Bounding box annotation entries

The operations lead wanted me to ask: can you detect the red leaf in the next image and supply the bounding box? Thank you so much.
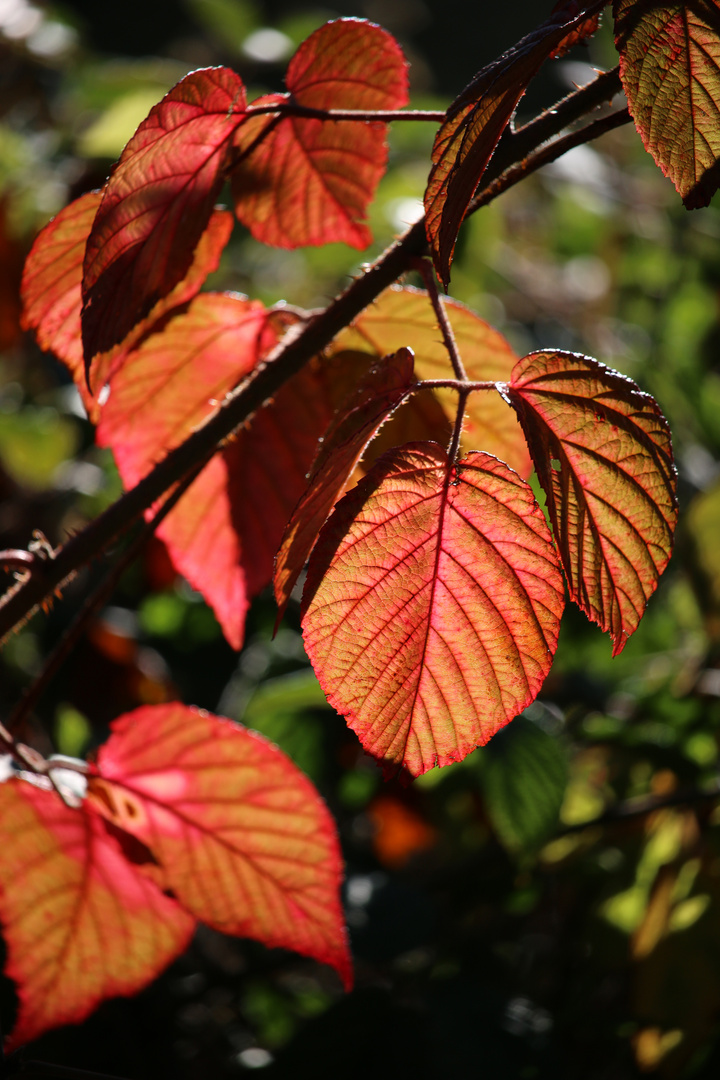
[82,68,245,364]
[22,191,232,412]
[232,18,408,248]
[21,191,103,416]
[97,293,341,649]
[274,349,415,620]
[424,5,597,288]
[613,0,720,210]
[89,704,352,988]
[508,352,678,656]
[334,285,531,476]
[0,780,194,1050]
[302,443,565,775]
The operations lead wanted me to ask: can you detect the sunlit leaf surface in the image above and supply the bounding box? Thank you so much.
[232,18,408,248]
[82,68,245,364]
[89,704,352,985]
[335,285,530,476]
[510,352,678,656]
[0,780,195,1049]
[22,191,232,410]
[274,349,413,616]
[613,0,720,210]
[303,443,565,775]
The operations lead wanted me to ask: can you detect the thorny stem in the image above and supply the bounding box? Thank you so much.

# [WHAT IS EXPECTED]
Reproduce every item above with "The operations lead" swapped for "The team lead" and everything else left as it is. Omit the pictures from your answer.

# [TASK RESULT]
The team lead wanted me to ask: can you detect the red leaf in the next image and supply the bounding box? Thank you so much.
[82,68,245,364]
[22,191,232,412]
[232,18,408,248]
[21,191,103,416]
[97,293,341,649]
[274,349,415,620]
[424,5,597,288]
[613,0,720,210]
[89,704,352,988]
[508,352,678,656]
[334,285,531,476]
[0,780,194,1050]
[302,443,565,775]
The team lead wanted me to ask: can you detect the sunlit leaf surface in the image above and supply the bounding box? Thank you so much.
[232,18,408,248]
[82,68,245,364]
[89,704,352,985]
[335,285,530,476]
[510,352,678,656]
[0,780,195,1049]
[22,191,232,410]
[274,349,413,616]
[613,0,720,210]
[303,443,565,775]
The team lead wanted me to ask: can you detect the thorny stem in the image above and supply the bounding box? Thank you so much.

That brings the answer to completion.